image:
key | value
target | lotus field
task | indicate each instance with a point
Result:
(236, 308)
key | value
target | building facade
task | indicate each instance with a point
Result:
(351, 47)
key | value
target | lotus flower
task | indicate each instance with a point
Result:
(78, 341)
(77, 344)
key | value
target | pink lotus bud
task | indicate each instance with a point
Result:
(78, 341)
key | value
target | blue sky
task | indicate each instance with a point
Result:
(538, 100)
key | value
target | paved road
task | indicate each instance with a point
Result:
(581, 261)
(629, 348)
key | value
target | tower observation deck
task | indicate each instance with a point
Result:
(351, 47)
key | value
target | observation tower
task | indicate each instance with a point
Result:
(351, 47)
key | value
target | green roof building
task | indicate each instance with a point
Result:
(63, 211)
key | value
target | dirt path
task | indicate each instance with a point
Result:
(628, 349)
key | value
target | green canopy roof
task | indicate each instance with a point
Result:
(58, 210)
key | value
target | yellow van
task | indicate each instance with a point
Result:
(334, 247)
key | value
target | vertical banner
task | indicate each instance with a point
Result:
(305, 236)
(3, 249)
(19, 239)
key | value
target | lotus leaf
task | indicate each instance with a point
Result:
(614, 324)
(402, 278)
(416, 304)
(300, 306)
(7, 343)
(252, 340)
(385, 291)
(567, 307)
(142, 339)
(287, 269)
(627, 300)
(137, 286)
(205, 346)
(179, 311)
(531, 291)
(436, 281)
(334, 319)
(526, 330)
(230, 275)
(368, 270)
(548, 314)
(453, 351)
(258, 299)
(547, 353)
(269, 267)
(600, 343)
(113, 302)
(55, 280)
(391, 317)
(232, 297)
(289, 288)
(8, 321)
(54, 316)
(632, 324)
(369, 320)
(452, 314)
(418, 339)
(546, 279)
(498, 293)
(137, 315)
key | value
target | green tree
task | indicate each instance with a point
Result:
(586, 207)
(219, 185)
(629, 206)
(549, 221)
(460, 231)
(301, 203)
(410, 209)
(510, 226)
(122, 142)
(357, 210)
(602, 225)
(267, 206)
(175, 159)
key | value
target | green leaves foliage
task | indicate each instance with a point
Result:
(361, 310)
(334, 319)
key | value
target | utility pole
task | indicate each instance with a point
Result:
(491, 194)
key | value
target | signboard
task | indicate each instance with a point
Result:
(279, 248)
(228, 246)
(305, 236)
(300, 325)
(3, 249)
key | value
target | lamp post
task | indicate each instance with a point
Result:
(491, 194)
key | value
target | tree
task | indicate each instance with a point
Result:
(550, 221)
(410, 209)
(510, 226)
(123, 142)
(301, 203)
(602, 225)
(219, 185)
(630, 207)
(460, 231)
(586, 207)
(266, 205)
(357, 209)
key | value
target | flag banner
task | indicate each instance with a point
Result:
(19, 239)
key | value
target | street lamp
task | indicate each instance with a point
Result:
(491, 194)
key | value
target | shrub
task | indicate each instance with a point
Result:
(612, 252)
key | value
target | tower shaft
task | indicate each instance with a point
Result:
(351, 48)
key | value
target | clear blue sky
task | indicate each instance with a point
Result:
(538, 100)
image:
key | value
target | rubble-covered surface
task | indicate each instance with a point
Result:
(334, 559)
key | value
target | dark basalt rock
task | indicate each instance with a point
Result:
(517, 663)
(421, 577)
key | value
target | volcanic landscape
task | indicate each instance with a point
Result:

YOUR INSTRUCTIONS: List every line of the data that contains the string "building".

EXERCISE OUTPUT:
target | building facade
target | green roof building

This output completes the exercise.